■ Consigne ■
Renvoyez toutes les lignes ci-dessous à l'identique, sans en modifier aucune.
═════ Données de l'exercice ═════
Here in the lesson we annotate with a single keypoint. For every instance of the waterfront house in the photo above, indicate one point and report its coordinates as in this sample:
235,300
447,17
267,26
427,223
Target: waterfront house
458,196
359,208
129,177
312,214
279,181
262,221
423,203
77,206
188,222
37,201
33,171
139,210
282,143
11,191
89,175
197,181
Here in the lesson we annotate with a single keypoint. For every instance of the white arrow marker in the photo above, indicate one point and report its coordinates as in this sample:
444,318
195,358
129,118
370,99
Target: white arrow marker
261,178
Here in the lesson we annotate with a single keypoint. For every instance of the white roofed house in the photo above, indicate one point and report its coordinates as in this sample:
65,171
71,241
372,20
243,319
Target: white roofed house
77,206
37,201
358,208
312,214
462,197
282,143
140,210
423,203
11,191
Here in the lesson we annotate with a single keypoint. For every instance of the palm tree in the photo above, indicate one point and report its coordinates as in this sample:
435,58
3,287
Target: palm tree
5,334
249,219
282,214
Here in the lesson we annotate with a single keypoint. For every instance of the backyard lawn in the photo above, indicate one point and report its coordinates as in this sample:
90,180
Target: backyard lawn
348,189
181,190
═════
■ Réponse attendue ■
Here in the lesson we annotate with a single keypoint. For every instance of the waterfront house in the photo above, indicate one point and report its coordinates as in this sample:
235,300
447,17
267,26
427,223
Target: waterfront house
458,196
359,208
129,177
312,214
279,181
262,221
423,203
77,206
188,222
37,201
33,171
139,210
282,143
11,191
89,175
197,181
Here in the lesson we annotate with a single keypoint. For every instance of the white arrow marker in the photo above, indicate one point and report its coordinates as in this sample:
444,318
195,358
129,118
370,99
Target: white arrow marker
261,178
Here in the lesson we annotate with a single keypoint. For every instance of the white roofed house in the photo above, indicate one point and report its coordinates as in this sample:
65,171
71,241
372,20
243,319
Target: white roofed house
77,206
37,201
358,208
312,214
462,197
282,143
140,210
423,203
11,191
Here in the lesson we annotate with a single keypoint. For every instance of the palm tree in the photo above, indicate one point and report its coordinates as in this sample:
435,58
3,287
Target: palm tree
5,334
249,219
282,214
Here in the lesson we annotate with a single keypoint. For every instance of the backyard lawn in the photo above, indicate one point and report its coordinates as in this sample:
90,180
Target: backyard lawn
348,189
181,190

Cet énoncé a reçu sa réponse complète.